FRAGMENTO PROPORCIONADO:
Lo cierto es que los demócratas tienen un historial de negación de los resultados electorales cuando pierden. Las elecciones presidenciales y de gobernadores de 2000, 2004, 2016 y 2018 también fueron negadas (aquí hay un vídeo de 24 minutos). Algunos demócratas lo insinuaron, otros dijeron rotundamente que la elección en cuestión fue “robada”. Los legisladores demócratas intentaron convencer a los electores de que no votaran a Bush o a Trump, según las elecciones. En otras palabras, estaban obstruyendo un proceso legal, según los cargos imputados a Trump. ¿Por qué Hillary Clinton y otros negacionistas electorales, demócratas y teóricos de la conspiración no están en la cárcel?

La Primera Enmienda asegura a los estadounidenses el derecho a la libre expresión. Por eso el discurso del que se hicieron eco los negacionistas electorales demócratas, por repulsivo que fuera, no dio lugar a un delito penal. Hillary y sus compañeros negacionistas estaban ejercitando un discurso protegido, aunque se basara en una falsedad políticamente orquestada y pudiera potencialmente incitar a otros a infringir la ley. Se puede argumentar que movimientos marxistas como Black Lives Matter y Antifa se sintieron obligados a cometer actos violentos en busca de un cambio sistémico, basándose en las declaraciones emitidas por Clinton y otros que planteaban dudas sobre la legitimidad de la democracia estadounidense.

Trump también estaba haciendo uso de sus derechos de la Primera Enmienda cuando cuestionó la veracidad de los resultados de las elecciones presidenciales de 2020. Esta acusación contra el 45º presidente es un ataque directo a la Constitución y a la libertad de expresión. Cuando se considera la rareza circunstancial del proceso electoral presidencial en cuestión, la defensa de Trump se ve reforzada. Se puede discutir si las irregularidades en las elecciones de 2020 influyeron o no en el resultado. Sin embargo, cuando cualquiera hace una comparación estadística con los patrones de votación reportados el 3 y 4 de noviembre de 2020, así como cruza los datos históricos de votación, nadie puede negar seriamente las impresionantes anomalías descubiertas. La guerra de los demócratas contra Trump en este último asalto legal no solo saquea la libertad de expresión.

EXTRACTO DE DATOS:
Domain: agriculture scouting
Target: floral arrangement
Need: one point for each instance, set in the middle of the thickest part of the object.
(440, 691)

TUS TAREAS:
**a.** En el texto sobre la acusación contra Trump, ¿qué elecciones presidenciales y de gobernadores se dice que también fueron negadas?
**b.** Prosigue el texto sobre la acusación contra Trump a partir de su última oración.

RESPUESTAS POR TAREA:
**a.** Las de 2000, 2004, 2016 y 2018.

**b.**
La última acusación del Departamento de Justicia de Biden contra el favorito republicano en la contienda presidencial de 2024 es lisa y llanamente manipulación electoral. El razonamiento parcial emitido por el entonces director del FBI, James Comey, para no recomendar que Hillary Clinton fuera acusada penalmente por su manejo y destrucción de material gubernamental clasificado y privilegiado, fue, precisamente, que estaba involucrada en un proceso electoral. Comey admitió que durante toda la investigación del FBI creyó que Clinton ganaría las elecciones de 2016. La prudencia judicial ejercida por el exdirector del FBI fue con pleno conocimiento de los riesgos de deslegitimar las elecciones estadounidenses.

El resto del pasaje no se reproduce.